=== TASK INSTRUCTIONS ===
What you produce should be every line from the data that includes "below".

=== MATERIAL SUPPLIED ===
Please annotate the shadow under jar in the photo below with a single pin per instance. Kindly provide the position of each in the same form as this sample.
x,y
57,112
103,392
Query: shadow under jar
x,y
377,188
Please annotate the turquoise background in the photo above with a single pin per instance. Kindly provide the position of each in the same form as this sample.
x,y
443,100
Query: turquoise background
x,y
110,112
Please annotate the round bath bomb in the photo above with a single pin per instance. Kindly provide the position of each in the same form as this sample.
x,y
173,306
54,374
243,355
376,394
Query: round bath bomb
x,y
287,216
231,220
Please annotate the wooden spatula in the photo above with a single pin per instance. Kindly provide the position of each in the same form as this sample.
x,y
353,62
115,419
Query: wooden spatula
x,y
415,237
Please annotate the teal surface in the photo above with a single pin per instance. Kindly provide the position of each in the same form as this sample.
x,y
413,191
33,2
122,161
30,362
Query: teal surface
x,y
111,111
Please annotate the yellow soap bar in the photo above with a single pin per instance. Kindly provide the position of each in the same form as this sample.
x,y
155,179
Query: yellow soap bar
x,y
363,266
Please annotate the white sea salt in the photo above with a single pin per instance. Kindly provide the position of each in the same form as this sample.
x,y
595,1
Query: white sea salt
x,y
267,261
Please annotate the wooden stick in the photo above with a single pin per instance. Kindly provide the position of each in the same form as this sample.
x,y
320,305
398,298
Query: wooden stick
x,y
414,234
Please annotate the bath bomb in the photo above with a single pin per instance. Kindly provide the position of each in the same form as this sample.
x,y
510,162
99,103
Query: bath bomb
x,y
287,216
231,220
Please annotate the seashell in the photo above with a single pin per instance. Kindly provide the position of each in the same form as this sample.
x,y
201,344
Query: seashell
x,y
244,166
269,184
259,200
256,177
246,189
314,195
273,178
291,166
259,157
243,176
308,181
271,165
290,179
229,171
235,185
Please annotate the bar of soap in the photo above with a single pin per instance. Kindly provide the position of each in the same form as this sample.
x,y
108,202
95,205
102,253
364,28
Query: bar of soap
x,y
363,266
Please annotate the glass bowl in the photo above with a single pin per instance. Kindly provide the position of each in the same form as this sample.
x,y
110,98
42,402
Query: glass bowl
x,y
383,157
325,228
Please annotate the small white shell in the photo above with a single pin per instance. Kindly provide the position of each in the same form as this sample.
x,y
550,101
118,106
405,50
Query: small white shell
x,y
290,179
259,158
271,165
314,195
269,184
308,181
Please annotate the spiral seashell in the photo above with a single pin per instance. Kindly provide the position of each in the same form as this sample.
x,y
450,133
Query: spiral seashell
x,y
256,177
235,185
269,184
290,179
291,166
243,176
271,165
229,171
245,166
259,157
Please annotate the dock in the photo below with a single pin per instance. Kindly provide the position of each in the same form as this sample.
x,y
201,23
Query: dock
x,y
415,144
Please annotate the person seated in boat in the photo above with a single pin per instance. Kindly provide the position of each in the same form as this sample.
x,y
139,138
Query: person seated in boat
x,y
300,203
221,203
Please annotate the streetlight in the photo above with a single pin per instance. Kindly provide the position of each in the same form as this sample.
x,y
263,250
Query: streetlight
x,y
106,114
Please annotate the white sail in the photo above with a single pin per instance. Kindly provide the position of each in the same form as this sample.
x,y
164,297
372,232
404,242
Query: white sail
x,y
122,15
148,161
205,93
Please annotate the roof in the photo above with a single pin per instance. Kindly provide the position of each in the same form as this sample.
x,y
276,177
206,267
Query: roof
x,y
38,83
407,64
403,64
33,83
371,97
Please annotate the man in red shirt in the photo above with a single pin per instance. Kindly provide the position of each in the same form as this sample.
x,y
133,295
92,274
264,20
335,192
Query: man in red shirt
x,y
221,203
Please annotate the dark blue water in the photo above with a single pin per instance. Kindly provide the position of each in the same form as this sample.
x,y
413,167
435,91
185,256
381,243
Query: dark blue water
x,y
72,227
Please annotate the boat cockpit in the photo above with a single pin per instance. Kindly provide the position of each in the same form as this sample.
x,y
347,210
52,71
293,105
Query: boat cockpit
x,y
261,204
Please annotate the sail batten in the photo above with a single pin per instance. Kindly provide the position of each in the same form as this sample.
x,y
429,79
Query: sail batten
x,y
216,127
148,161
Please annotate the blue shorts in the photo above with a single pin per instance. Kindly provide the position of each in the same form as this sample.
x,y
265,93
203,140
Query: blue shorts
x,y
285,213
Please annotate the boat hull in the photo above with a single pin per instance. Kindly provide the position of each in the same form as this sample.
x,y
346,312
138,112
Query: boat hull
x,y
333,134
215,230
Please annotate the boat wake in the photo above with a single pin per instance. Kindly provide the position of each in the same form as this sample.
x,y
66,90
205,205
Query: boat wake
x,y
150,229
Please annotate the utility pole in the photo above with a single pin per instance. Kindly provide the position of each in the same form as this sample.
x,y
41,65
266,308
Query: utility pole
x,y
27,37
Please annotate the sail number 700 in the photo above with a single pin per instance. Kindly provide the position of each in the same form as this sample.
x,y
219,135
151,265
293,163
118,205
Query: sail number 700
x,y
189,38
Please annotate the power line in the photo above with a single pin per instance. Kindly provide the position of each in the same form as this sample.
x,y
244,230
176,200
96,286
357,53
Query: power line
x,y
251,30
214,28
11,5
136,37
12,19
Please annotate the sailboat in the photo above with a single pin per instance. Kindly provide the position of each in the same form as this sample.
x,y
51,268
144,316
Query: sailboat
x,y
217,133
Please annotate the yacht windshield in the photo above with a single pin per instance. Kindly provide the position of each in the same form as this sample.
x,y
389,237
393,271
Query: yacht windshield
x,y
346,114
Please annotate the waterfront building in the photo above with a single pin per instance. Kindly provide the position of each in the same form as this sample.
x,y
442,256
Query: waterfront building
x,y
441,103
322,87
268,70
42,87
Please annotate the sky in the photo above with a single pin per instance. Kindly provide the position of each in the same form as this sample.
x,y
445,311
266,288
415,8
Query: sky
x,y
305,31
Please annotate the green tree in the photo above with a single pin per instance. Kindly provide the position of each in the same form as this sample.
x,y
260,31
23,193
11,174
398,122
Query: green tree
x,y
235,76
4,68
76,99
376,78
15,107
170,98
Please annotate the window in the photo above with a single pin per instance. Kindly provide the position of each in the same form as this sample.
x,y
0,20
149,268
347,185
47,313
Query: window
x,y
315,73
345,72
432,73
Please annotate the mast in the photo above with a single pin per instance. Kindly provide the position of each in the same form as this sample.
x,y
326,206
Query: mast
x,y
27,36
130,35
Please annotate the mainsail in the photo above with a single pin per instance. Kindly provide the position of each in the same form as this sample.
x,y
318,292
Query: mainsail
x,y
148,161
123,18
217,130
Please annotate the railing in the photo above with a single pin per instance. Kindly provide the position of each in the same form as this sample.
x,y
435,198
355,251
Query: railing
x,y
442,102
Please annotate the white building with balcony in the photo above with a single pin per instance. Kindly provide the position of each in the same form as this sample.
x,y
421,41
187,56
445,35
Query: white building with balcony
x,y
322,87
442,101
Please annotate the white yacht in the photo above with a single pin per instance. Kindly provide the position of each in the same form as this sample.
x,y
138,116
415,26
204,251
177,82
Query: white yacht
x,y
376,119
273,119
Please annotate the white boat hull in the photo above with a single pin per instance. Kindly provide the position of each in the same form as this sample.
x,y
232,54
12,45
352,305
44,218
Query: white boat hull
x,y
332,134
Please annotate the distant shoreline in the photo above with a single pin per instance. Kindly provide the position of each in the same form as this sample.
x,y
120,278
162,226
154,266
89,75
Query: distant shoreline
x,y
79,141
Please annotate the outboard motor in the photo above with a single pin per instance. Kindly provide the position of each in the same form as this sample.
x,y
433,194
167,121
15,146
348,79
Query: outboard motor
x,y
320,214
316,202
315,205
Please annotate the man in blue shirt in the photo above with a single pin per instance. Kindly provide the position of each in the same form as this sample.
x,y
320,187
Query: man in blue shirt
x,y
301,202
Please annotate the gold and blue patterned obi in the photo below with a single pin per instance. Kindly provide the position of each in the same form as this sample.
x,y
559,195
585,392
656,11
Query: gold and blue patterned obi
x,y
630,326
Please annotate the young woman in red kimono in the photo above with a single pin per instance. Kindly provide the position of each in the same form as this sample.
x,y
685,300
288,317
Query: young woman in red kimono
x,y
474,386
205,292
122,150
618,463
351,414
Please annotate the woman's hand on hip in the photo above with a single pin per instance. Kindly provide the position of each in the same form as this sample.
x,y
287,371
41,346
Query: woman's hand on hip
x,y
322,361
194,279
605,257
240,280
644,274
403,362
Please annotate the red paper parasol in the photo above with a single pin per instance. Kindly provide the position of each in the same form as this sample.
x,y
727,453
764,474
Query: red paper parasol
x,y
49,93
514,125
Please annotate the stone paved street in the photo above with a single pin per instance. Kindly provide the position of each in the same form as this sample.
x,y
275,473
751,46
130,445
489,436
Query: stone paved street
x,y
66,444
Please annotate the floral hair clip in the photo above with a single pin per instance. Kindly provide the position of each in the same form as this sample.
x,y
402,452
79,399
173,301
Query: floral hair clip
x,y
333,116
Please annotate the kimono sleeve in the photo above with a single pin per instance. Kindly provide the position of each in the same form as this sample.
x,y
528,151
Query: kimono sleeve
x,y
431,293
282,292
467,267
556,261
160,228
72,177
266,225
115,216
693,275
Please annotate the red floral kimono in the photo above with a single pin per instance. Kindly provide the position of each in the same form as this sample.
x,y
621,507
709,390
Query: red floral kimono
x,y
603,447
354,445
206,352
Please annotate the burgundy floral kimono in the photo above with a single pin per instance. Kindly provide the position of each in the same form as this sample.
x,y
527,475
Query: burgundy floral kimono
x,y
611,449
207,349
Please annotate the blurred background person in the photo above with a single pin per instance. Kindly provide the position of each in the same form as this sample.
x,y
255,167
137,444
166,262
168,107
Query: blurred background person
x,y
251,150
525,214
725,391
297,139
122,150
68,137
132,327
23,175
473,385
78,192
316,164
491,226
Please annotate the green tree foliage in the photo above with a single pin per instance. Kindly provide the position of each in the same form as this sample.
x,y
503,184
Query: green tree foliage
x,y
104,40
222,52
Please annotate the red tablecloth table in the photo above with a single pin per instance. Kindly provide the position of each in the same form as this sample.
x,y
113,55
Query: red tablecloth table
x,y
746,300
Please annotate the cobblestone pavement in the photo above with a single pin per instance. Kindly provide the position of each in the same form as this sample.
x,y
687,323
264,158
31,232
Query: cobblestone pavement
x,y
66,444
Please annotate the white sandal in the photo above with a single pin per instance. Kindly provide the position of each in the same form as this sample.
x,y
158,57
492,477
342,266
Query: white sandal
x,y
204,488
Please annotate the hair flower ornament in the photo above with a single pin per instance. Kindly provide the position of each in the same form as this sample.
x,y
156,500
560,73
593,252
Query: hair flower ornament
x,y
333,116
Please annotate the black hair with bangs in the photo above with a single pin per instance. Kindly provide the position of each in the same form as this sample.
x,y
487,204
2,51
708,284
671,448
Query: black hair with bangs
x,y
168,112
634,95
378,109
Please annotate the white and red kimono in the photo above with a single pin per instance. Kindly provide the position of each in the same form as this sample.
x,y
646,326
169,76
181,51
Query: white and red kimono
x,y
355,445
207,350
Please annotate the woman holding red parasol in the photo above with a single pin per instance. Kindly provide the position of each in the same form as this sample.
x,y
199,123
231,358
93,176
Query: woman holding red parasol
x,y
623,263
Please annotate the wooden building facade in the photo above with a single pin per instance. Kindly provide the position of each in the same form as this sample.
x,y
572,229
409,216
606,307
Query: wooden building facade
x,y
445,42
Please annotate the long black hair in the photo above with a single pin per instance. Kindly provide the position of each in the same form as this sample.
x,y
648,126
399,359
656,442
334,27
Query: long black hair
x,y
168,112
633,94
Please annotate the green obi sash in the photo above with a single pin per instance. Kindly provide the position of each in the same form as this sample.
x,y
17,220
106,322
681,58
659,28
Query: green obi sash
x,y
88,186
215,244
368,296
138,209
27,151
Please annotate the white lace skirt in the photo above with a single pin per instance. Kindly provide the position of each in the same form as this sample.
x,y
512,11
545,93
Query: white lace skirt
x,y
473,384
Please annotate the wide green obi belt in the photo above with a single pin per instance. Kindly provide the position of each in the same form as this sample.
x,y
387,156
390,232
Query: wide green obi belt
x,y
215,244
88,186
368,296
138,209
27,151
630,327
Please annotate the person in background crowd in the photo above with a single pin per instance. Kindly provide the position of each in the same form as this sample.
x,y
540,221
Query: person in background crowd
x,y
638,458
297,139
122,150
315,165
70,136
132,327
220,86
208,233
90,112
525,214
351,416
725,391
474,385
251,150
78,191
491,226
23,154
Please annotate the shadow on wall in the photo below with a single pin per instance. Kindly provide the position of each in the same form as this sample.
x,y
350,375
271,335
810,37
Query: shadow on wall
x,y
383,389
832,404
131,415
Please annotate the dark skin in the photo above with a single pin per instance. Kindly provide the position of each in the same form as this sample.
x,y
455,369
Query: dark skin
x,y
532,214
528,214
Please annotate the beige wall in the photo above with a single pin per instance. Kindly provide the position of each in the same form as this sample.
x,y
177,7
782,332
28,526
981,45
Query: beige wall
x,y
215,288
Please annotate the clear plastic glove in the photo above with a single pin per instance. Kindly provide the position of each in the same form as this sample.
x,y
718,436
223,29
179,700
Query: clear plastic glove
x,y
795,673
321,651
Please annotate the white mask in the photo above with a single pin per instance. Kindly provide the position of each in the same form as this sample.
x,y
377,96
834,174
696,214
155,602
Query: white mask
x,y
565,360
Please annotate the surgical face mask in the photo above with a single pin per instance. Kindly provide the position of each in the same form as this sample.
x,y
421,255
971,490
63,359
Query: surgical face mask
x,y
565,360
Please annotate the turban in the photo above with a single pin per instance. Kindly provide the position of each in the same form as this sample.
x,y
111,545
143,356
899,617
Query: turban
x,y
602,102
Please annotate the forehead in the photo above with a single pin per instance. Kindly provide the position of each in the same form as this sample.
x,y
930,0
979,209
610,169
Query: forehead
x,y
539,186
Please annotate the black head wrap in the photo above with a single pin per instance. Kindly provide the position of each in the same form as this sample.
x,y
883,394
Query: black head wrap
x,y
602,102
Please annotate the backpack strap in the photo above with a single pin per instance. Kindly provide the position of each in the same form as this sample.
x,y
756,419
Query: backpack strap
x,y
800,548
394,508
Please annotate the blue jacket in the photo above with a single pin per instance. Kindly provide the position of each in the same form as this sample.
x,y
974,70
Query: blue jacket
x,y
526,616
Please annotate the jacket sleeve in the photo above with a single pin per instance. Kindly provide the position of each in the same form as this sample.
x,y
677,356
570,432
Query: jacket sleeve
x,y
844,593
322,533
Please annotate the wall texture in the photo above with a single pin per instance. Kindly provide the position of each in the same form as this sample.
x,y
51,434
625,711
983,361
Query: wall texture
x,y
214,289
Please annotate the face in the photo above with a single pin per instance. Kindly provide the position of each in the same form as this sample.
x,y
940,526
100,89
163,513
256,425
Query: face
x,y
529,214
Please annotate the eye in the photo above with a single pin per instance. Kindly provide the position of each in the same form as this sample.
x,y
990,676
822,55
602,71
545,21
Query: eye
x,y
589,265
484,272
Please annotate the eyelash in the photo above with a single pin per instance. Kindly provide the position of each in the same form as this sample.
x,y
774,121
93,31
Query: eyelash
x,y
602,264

=== SOLUTION ===
Please annotate the shadow under jar in the photo below with a single pin per instance. Kindly provide the position of each in the same form as this sample.
Please annotate the dock in the photo below with a single pin per instance. Kindly provide the position of each in the same form as this sample.
Please annotate the gold and blue patterned obi in the photo below with a single pin per instance. Kindly provide the position of each in the same form as this sample.
Please annotate the shadow on wall in the photo below with a single pin per instance. Kindly provide the position of each in the same form as this sample.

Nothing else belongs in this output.